# TEXTE À ANALYSER
Or, les critères d'admissibilité prévus dans le projet de loi - notamment la « mort naturelle prévisible » et l'incurabilité - sont nettement trop restrictifs, et ne respectent pas l'esprit et la lettre de la décision unanime du plus haut tribunal au pays, d'après Me Paterson.

Le gouvernement et la ministre de la Justice, Jody Wilson-Raybould, assurent que C-14 est constitutionnel. Mais à ce gouvernement et à cette ministre, le représentant de l'Association des libertés civiles de la Colombie-Britannique a lancé une remarque cinglante, jeudi.

« En tout respect, les avocats du gouvernement ont eu tort ces six dernières années sur l'aide médicale à mourir », a laissé tomber Josh Paterson.

« Et en tout respect pour la ministre, nous ne sommes pas d'accord quand elle dit que Kay Carter et les personnes dans sa situation seraient admissibles. Sa mort n'était pas prévisible en raison de sa maladie », a-t-il poursuivi.

# JEU DE DONNÉES
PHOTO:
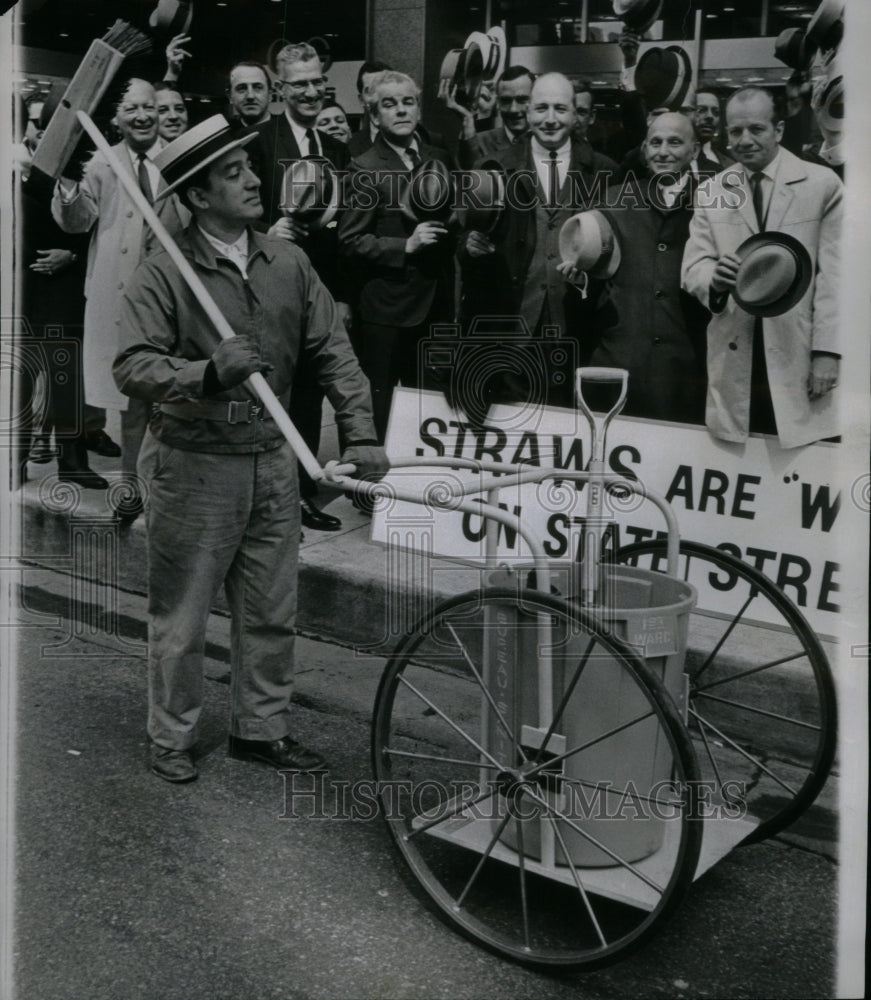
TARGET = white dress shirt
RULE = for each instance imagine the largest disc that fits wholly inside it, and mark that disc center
(299, 133)
(236, 253)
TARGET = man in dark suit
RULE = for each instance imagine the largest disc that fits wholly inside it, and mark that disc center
(713, 156)
(512, 99)
(284, 139)
(550, 175)
(362, 139)
(404, 269)
(642, 321)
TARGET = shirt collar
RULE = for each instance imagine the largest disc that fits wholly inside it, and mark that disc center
(299, 133)
(149, 153)
(541, 153)
(402, 152)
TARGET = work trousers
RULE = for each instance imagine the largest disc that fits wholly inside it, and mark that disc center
(213, 519)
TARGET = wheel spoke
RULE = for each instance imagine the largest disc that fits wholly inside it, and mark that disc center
(596, 842)
(438, 760)
(585, 746)
(567, 695)
(486, 692)
(461, 806)
(521, 868)
(450, 722)
(744, 753)
(585, 899)
(493, 841)
(760, 711)
(752, 670)
(725, 635)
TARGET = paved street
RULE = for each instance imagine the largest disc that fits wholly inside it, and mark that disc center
(132, 888)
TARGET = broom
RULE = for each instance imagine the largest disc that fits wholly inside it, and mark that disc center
(84, 93)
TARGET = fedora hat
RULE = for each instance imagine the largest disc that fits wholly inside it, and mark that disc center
(172, 16)
(463, 69)
(196, 148)
(794, 49)
(663, 77)
(774, 273)
(483, 200)
(495, 67)
(638, 15)
(829, 105)
(826, 28)
(429, 194)
(310, 192)
(587, 242)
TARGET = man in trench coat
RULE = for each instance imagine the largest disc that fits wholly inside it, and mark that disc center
(798, 357)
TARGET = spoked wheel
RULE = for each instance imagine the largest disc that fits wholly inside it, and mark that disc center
(762, 707)
(554, 835)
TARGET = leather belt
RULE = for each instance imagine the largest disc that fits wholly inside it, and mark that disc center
(233, 411)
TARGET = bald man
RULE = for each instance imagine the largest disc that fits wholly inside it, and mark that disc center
(551, 174)
(643, 321)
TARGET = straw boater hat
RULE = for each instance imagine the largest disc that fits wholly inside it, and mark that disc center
(310, 192)
(172, 16)
(588, 243)
(829, 104)
(638, 15)
(663, 77)
(464, 69)
(774, 274)
(794, 49)
(197, 148)
(826, 28)
(483, 200)
(429, 194)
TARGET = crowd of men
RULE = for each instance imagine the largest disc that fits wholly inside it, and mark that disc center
(342, 307)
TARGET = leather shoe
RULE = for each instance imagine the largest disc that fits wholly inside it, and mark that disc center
(102, 444)
(86, 478)
(284, 753)
(172, 765)
(41, 450)
(316, 519)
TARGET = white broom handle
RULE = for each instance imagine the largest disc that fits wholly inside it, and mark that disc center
(256, 381)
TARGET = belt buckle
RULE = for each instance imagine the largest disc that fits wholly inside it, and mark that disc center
(238, 411)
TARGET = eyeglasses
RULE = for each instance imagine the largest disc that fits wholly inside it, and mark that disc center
(300, 86)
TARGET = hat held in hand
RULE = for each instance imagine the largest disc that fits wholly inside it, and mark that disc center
(638, 15)
(429, 195)
(310, 192)
(588, 243)
(774, 274)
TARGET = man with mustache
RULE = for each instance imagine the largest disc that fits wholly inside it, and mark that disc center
(285, 138)
(642, 321)
(550, 175)
(98, 204)
(223, 505)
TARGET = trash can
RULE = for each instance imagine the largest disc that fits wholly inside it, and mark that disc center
(609, 789)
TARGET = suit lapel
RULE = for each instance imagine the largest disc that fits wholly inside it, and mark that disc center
(790, 173)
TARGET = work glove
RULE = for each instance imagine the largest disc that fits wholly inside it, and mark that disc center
(234, 360)
(371, 461)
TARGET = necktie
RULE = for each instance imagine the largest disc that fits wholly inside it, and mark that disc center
(145, 180)
(758, 199)
(553, 179)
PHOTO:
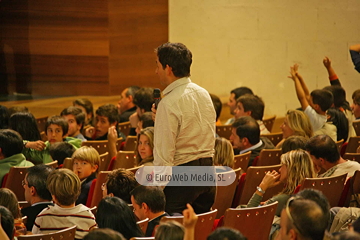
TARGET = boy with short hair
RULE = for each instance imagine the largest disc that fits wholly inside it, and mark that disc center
(106, 117)
(56, 129)
(76, 119)
(86, 161)
(64, 187)
(314, 104)
(251, 105)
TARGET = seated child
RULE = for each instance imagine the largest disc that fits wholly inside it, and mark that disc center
(56, 130)
(76, 119)
(64, 187)
(144, 147)
(61, 150)
(11, 146)
(106, 117)
(86, 162)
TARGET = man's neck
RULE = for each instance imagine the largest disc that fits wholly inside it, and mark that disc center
(152, 215)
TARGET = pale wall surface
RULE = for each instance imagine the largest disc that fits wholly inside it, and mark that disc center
(253, 43)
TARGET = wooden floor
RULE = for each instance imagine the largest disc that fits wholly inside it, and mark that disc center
(54, 106)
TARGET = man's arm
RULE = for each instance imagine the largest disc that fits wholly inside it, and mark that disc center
(300, 92)
(355, 56)
(334, 80)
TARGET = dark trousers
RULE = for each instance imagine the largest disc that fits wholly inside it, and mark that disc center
(201, 198)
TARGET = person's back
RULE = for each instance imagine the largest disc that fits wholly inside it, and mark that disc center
(64, 186)
(11, 146)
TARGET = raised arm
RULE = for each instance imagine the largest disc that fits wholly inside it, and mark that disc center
(300, 91)
(355, 56)
(334, 80)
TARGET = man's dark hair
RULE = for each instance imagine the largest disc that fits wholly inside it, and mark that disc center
(61, 150)
(254, 104)
(36, 177)
(147, 120)
(131, 91)
(177, 56)
(109, 111)
(322, 146)
(4, 117)
(247, 127)
(238, 92)
(7, 222)
(323, 98)
(339, 95)
(58, 120)
(120, 183)
(78, 114)
(104, 234)
(10, 142)
(144, 99)
(224, 233)
(217, 105)
(356, 96)
(309, 219)
(293, 143)
(154, 197)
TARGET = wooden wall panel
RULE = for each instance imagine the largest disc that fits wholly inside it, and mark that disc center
(71, 47)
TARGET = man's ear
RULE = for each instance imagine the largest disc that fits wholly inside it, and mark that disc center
(248, 113)
(33, 191)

# ACTION À MENER 1
D'après le texte à analyser, quelle association Josh Paterson représente-t-il ?
# ACTION À MENER 2
Recopiez fidèlement le passage du texte à analyser qui va de « Le gouvernement et » jusqu'à « tomber Josh Paterson. ».

# CORRIGÉ DE L'EXERCICE 1
L'Association des libertés civiles de la Colombie-Britannique.

# CORRIGÉ DE L'EXERCICE 2
Le gouvernement et la ministre de la Justice, Jody Wilson-Raybould, assurent que C-14 est constitutionnel. Mais à ce gouvernement et à cette ministre, le représentant de l'Association des libertés civiles de la Colombie-Britannique a lancé une remarque cinglante, jeudi.

« En tout respect, les avocats du gouvernement ont eu tort ces six dernières années sur l'aide médicale à mourir », a laissé tomber Josh Paterson.